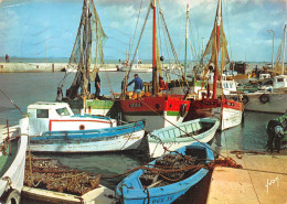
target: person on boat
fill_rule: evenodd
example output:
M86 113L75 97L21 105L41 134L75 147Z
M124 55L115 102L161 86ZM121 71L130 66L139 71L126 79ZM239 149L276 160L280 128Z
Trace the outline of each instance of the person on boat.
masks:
++++++++++++++++++++
Short exercise —
Update the records by changing every "person on boat" to "person on dock" and keeping everything else as it is. Leave the pictures out of your answer.

Answer to the exercise —
target: person on dock
fill_rule: evenodd
example output:
M86 113L75 97L21 105L41 134L75 147Z
M124 55L115 102L161 86ZM121 71L130 66L139 71L126 79ZM239 149L276 160L280 128Z
Trace the outline of each instance of the person on dock.
masks:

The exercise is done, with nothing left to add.